• Polecenie a: Sprawdź, czy poniższe stwierdzenia są zgodne z fragmentem strony, odpowiadając przy każdym „tak” lub „nie” i przytaczając dosłownie rozstrzygające słowa tekstu. (i) Ślązacy po raz pierwszy mieli swoje stoisko na Wyspie Słodowej. (ii) Podczas imprezy rozdano kilka tysięcy śląskich cukierków. (iii) Respondenci wymieniają Ślązaków na trzecim miejscu wśród mniejszości etnicznych w Polsce.

• Fragment strony:

......

Nasza Loteria SR - pasek na kartach artykułów

Ślonzoki w "Kalejdoskopie kultur" [ZDJĘCIA]

Mirella Dąbek
Ślonzoki w "Kalejdoskopie kultur"
18 czerwca podczas „IX Kalejdoskopu kultur” we Wrocławiu swoją kulturę, tradycję i historię zaprezentowały mniejszości narodowe i etniczne zamieszkujące Polsce. Po raz pierwszy na Wyspie Słodowej swoje stoisko mieli również Ślązacy, którzy promowali historię naszego regionu i ślōnskŏ gŏdkã.

To kolejna inicjatywa stowarzyszenia Ślonsko Feraja oraz Europosła Marka Plury, który podkreśla: „To, że sejm nie chce uznać naszej śląskiej tożsamości poprzez odpowiedni zapis ustawowy nie oznacza, że nas nie ma. Nie mamy należnego szacunku i wsparcia ze strony państwa polskiego, ale często spotykamy się ze zrozumieniem i życzliwym zainteresowaniem ze strony Polaków. Na pytanie o mniejszości etniczne w Polsce Ślązacy są wymieniani przez respondentów na szóstym miejscu. Niestety nie przez polityków. We Wrocławiu chcemy przedstawić naszą historię i kulturę, będziemy uczyć ślónskij godki, a także przypominać Wrocławianom o ich śląskim rodowodzie, bo Śląsk jest jeden, wielki, ze stolicą we Wrocławiu!”

W czasie kilkugodzinnej imprezy rozdano kilkaset śląskich bōmbōnów – cukierków - kopalnioków i szkloków. Na każdym znajdowało się śląskie słówko. Osoby, które je przetłumaczyły otrzymały drobny upominek. Na ogół pomagał Internet lub… telefon do przyjaciela, kery gŏdŏ po ślōnsku. Członkowie stowarzyszenia opowiedzieli również o śląskich tradycjach, m. in. o ślōnskij tycie, czyli o rogu obfitości, który otrzymują dzieci rozpoczynające naukę w szkole podstawowej. Rozdano zeszyty z krótką historią Śląska.

......

• Pokazany materiał:
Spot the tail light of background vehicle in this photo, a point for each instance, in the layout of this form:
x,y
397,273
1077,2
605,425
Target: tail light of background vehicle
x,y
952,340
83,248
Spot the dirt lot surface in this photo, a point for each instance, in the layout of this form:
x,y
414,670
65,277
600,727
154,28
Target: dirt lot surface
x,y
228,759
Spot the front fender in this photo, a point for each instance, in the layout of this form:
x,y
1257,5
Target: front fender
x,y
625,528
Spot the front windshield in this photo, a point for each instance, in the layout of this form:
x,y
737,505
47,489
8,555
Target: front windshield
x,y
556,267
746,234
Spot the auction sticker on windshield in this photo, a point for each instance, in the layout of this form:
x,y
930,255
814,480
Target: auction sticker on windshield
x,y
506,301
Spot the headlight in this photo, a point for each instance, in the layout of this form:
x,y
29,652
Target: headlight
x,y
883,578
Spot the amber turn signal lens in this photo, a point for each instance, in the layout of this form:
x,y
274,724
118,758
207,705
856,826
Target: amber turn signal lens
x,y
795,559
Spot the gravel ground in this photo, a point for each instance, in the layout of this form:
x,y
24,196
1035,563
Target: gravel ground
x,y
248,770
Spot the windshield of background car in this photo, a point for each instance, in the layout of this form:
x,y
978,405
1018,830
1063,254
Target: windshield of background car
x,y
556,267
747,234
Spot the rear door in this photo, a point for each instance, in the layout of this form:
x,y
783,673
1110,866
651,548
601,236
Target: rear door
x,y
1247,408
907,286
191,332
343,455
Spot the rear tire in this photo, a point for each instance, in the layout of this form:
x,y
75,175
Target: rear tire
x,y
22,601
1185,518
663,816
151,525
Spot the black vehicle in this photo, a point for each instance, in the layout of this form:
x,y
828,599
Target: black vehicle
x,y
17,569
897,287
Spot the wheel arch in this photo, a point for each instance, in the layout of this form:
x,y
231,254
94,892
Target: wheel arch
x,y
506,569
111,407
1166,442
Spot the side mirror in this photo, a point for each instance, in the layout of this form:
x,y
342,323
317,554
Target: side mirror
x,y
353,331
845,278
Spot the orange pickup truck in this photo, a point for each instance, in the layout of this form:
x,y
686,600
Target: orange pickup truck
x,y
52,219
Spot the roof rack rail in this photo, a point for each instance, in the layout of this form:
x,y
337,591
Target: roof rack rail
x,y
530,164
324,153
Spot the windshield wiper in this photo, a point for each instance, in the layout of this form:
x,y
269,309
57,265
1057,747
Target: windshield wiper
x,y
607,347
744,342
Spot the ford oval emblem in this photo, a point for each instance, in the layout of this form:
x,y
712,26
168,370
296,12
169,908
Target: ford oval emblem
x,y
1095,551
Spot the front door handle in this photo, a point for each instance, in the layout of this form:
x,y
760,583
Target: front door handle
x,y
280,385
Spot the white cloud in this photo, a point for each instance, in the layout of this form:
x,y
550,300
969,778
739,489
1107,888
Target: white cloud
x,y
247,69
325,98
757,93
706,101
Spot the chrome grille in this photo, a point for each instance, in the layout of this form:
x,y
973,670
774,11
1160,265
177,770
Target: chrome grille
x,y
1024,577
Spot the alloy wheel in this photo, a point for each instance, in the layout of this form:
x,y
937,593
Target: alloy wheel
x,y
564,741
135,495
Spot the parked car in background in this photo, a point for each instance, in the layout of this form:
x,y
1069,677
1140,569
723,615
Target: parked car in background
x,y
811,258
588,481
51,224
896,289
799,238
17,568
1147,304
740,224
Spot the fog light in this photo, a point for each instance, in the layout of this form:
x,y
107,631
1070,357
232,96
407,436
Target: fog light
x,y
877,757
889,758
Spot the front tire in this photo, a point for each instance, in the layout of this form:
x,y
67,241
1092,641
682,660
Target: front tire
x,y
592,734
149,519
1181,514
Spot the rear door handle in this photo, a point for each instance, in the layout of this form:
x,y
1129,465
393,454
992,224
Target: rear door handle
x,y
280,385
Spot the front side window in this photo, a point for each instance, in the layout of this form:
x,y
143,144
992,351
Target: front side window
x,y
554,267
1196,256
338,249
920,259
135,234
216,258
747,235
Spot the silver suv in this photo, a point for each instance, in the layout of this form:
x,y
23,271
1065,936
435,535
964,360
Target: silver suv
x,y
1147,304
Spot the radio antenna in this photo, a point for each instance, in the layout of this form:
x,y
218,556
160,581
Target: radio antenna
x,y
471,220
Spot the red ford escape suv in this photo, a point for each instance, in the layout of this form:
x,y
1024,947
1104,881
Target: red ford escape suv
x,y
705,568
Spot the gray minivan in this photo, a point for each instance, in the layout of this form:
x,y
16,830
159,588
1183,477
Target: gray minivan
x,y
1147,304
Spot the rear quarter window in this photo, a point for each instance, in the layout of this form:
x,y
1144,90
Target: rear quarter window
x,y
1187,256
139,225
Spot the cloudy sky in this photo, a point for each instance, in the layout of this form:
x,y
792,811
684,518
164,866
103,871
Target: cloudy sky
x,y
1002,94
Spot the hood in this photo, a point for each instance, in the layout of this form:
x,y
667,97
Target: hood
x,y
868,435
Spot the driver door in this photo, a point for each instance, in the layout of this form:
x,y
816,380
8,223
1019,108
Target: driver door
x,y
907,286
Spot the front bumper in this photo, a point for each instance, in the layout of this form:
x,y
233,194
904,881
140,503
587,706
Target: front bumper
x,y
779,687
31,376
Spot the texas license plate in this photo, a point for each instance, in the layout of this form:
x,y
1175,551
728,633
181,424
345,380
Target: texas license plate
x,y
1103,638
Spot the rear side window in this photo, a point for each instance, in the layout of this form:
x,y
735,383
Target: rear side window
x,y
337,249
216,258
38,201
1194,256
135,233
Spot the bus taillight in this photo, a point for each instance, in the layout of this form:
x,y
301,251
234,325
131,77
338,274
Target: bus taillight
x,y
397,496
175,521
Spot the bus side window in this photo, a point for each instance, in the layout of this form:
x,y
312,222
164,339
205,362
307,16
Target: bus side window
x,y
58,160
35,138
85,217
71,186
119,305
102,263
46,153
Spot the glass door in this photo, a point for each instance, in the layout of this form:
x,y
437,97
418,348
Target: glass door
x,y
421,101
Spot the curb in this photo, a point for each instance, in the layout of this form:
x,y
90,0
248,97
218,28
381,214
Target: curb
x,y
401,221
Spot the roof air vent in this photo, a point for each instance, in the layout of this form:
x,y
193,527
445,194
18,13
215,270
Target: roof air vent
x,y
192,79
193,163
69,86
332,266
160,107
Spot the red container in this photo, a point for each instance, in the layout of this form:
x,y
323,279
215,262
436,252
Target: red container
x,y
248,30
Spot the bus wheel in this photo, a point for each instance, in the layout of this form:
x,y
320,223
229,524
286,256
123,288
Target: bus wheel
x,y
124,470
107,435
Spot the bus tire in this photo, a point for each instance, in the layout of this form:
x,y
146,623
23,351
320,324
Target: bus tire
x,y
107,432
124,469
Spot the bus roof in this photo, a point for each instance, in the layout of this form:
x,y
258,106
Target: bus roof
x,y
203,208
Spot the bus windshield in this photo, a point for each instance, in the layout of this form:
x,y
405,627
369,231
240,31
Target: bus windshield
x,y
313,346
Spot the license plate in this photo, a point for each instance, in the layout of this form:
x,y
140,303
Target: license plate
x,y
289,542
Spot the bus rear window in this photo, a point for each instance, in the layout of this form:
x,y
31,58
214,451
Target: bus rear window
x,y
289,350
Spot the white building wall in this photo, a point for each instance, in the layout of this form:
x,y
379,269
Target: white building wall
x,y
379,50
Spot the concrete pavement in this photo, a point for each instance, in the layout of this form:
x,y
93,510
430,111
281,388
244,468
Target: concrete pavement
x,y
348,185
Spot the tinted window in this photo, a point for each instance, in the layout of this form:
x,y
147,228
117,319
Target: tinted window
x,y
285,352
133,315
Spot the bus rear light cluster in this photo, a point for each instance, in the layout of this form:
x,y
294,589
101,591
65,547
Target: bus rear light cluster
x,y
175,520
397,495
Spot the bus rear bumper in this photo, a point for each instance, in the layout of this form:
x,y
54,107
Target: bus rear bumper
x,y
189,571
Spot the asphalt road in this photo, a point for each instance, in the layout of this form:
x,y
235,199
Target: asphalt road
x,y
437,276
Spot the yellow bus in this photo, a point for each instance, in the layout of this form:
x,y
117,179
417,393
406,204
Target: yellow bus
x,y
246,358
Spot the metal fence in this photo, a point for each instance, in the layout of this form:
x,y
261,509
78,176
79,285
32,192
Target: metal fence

......

• Polecenie b: Przepisz w całości zapisy, zaczynając od wiersza zawierającego „Spot the yellow” i kończąc na ostatnim wierszu zapisów, oba końce włącznie. Każdą współrzędną w odpowiedziach przesuń o 121.

• Rozwiązanie a:
(i) Tak: „Po raz pierwszy na Wyspie Słodowej swoje stoisko mieli również Ślązacy”.
(ii) Nie: „W czasie kilkugodzinnej imprezy rozdano kilkaset śląskich bōmbōnów”.
(iii) Nie: „Na pytanie o mniejszości etniczne w Polsce Ślązacy są wymieniani przez respondentów na szóstym miejscu”.

• Rozwiązanie b:
Spot the yellow bus in this photo, a point for each instance, in the layout of this form:
x,y
117,179
417,393
406,204
Target: yellow bus
x,y
367,479
Spot the metal fence in this photo, a point for each instance, in the layout of this form:
x,y
261,509
78,176
79,285
32,192
Target: metal fence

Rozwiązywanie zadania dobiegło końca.